Document extract:
*** Block opens ***
Leadership: The myth of the maverick
Does our love affair with mavericks – from Ronald Reagan to Steve Jobs – make sense?
Michael Austin illustration
It's presidential election time – which means Americans are, yet again, in the season of mavericks.
It has become a ritual of American elections for politicians to pretend as if they're anything but politicians, and polls suggest voters like them better when they believe that. But this isn't simply a political phenomenon. From business to medicine to technology, America loves a visionary outsider willing to follow a dream – and break a few rules, maybe even make a few sacrifices, on the way.
"There are some people who are wired differently to say, 'Hey, I've got this thing in my heart, this opportunity in my profession, and I'm going to shake things up,' " says Jason Atkinson, an entrepreneur-turned-Republican state senator in Oregon. "That leadership style is quintessentially American."
It's why, for example, the country collectively mourned Steve Jobs, the founder of Apple, who died Oct. 5. By many reports Mr. Jobs was a difficult man with a penchant for unorthodox ways of doing things, but his technological innovations changed the world – and won global loyalty. It's also why a B-movie star with strong political convictions and communication skills – Ronald Reagan – could rise to the presidency and drive an economic and foreign-policy revolution.
*** Block closes ***
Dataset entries
*** Block opens ***
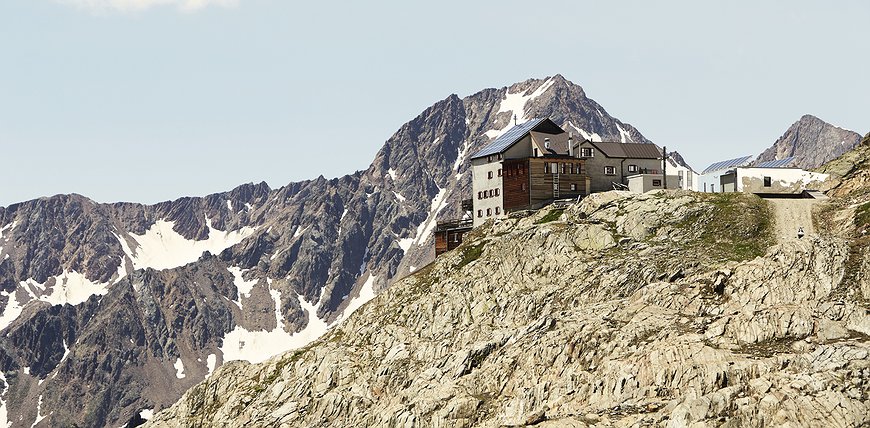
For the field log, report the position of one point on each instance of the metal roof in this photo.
(776, 163)
(629, 150)
(730, 163)
(508, 138)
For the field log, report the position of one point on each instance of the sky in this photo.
(151, 100)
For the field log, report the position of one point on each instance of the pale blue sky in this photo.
(149, 100)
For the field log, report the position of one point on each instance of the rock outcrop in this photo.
(668, 309)
(239, 274)
(813, 142)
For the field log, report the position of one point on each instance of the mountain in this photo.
(124, 306)
(665, 309)
(812, 142)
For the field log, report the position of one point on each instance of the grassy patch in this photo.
(736, 227)
(553, 215)
(470, 254)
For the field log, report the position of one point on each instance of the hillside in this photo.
(243, 274)
(658, 309)
(812, 142)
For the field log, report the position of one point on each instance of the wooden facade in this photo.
(532, 182)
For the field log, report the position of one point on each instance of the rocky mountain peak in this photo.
(812, 142)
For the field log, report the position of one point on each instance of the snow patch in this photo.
(12, 311)
(624, 136)
(179, 368)
(210, 363)
(257, 346)
(4, 414)
(39, 416)
(366, 293)
(73, 288)
(163, 248)
(516, 103)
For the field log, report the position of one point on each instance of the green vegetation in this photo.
(736, 227)
(553, 215)
(470, 253)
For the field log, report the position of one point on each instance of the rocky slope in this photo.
(669, 309)
(812, 141)
(243, 274)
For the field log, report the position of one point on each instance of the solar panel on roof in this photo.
(777, 163)
(508, 138)
(730, 163)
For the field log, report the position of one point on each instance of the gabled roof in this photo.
(776, 163)
(730, 163)
(629, 150)
(515, 134)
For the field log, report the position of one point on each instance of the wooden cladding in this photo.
(532, 181)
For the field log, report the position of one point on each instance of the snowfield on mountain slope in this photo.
(664, 309)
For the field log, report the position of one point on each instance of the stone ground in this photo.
(792, 214)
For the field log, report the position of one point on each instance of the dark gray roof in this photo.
(730, 163)
(777, 163)
(512, 136)
(629, 150)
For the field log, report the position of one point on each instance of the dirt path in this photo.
(790, 214)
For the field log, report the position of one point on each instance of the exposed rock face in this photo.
(812, 142)
(141, 312)
(669, 309)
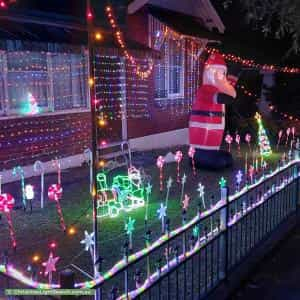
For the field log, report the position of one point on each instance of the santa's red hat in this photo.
(217, 60)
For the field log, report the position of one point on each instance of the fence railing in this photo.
(190, 261)
(193, 259)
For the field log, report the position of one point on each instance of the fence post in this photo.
(224, 217)
(67, 281)
(297, 192)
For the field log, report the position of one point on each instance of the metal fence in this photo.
(190, 261)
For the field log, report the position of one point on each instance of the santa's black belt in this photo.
(206, 113)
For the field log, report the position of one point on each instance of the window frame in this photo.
(166, 64)
(10, 113)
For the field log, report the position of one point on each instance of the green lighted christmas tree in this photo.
(263, 140)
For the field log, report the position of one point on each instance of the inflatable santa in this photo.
(207, 120)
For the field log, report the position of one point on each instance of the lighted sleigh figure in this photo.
(126, 193)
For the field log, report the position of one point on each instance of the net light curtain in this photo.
(56, 81)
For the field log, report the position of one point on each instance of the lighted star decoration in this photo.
(129, 226)
(222, 182)
(168, 252)
(148, 189)
(183, 179)
(88, 240)
(186, 202)
(50, 264)
(196, 231)
(162, 211)
(201, 190)
(239, 177)
(169, 182)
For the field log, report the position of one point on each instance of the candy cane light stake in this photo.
(7, 203)
(191, 155)
(55, 194)
(248, 140)
(39, 168)
(160, 164)
(280, 132)
(178, 158)
(19, 171)
(228, 140)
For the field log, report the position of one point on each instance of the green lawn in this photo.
(35, 232)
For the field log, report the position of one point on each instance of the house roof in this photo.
(188, 25)
(202, 9)
(41, 27)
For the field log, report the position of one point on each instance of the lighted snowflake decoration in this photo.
(88, 240)
(129, 226)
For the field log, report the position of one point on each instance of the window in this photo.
(169, 71)
(51, 81)
(27, 74)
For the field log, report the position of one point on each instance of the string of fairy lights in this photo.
(119, 36)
*** Block closes ***
Exercise A:
List every person named in the maverick article.
Exercise B:
From the maverick article, extract the passage starting at "Leadership: The myth" and ending at "season of mavericks.".
The dataset entries play no part in this work.

Task response A:
Ronald Reagan, Steve Jobs, Michael Austin, Jason Atkinson

Task response B:
Leadership: The myth of the maverick
Does our love affair with mavericks – from Ronald Reagan to Steve Jobs – make sense?
Michael Austin illustration
It's presidential election time – which means Americans are, yet again, in the season of mavericks.